What this task involves:
Translate this sentence from the report on Japanese companies in China below into Spanish: "Around 1,400 firms responded to the survey between Sept. 8-22, with roughly 60% of those surveyed saying they were manufacturers."

Text for analysis:
══════════════════════════════

Japanese companies in China see the economic situation as grim, according to a new report from the Japanese Chamber of Commerce and Industry in China released Thursday.
(Bloomberg) — Japanese companies in China see the economic situation as grim, according to a new report from the Japanese Chamber of Commerce and Industry in China released Thursday.
A quarter of the respondents said they wouldn’t invest in China this year while another 22% said they would reduce the amount they invest, according to the report. Japanese companies are one of the largest groups of foreign investors in China, and their reluctance to lift spending is a further drag on an economy which is already struggling this year.
More than half the Japanese firms doing business in China saw their revenue and profits fall last quarter from the previous three months, one factor that is making Japanese businesses more cautious about investing in China. Many firms cited shrinking domestic demand as a key reason behind the decline.
That slowdown adds to a list of factors which have made Japanese firms less likely to spend in China. Other issues include pandemic travel curbs, increasing anti-Japanese feelings in China and bilateral tensions worsened by the arrest of a Japanese pharmaceutical company executive this year.
Around 1,400 firms responded to the survey between Sept. 8-22, with roughly 60% of those surveyed saying they were manufacturers.
Former Japanese Foreign Minister Yohei Kono asked China’s premier to improve the overall environment for Japanese businesses in the country, in what appeared to be an oblique criticism of the situation during a visit to Beijing in July.
Since then, the Chinese government has announced a 24-point plan to attract more foreign investment. But the business community is still waiting for the Chinese government to provide details on how most of these will be implemented, according to Tetsuro Homma, the chairman of the chamber. The only two changes so far have been an extension of tax breaks for foreign employees, and improved access to Chinese visas, he said.
The report didn’t have data on the reasons why many companies were unwilling to add to their investments in China, but did include some representative comments.
One from an unnamed trading company said that its head office in Tokyo was concerned about risks, while a pharmaceutical company said that it was concerned about inflation. A food manufacturer noted that Chinese and overseas demand was weak.

══════════════════════════════

Saved entries:
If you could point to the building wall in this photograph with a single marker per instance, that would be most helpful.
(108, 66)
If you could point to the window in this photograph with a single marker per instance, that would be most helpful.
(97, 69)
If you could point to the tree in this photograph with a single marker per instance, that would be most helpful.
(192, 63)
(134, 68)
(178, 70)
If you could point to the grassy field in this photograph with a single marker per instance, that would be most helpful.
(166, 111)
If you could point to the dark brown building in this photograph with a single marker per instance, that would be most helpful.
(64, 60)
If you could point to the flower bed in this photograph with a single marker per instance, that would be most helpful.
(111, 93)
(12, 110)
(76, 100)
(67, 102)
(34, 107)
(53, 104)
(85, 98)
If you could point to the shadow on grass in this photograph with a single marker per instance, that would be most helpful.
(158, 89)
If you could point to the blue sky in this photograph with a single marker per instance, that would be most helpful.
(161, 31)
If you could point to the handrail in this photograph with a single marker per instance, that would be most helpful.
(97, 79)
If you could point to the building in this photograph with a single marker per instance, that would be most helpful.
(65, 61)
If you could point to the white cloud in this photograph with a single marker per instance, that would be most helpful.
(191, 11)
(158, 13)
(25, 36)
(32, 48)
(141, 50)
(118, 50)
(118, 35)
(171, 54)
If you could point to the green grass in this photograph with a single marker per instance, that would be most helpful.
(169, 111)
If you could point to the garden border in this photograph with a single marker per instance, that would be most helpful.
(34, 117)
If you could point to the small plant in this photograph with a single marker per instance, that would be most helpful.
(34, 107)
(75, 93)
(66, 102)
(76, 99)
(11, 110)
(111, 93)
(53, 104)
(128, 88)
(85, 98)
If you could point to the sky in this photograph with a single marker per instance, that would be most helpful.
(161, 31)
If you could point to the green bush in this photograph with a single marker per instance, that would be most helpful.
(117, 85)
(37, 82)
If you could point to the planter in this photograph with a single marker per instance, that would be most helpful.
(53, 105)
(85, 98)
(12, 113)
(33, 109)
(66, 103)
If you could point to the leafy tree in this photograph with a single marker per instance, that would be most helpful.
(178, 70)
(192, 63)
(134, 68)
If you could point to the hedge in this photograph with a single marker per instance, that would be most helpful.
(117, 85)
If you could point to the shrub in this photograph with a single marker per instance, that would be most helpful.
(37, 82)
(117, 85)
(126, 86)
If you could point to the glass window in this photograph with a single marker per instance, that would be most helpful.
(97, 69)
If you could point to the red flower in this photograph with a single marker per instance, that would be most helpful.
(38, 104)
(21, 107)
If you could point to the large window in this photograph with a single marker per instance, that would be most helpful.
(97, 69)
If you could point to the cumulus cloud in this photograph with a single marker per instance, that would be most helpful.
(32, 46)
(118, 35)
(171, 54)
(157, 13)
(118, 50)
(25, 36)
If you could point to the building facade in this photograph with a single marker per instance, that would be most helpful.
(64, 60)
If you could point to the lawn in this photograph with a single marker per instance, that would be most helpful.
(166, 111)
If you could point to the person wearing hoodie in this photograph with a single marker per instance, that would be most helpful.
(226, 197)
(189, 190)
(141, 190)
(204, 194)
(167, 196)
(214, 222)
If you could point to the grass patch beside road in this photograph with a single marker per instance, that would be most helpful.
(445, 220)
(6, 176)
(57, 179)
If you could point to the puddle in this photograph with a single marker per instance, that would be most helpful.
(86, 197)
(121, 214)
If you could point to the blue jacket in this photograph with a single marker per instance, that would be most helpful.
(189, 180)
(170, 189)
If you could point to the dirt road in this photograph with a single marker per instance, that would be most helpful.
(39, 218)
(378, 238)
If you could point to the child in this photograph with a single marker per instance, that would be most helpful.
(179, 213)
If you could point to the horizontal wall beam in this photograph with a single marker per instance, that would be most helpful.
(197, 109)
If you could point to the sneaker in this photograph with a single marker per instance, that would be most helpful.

══════════════════════════════

Answer section:
Alrededor de 1.400 empresas respondieron a la encuesta entre el 8 y el 22 de septiembre, y aproximadamente el 60 % de los encuestados afirmaron ser fabricantes.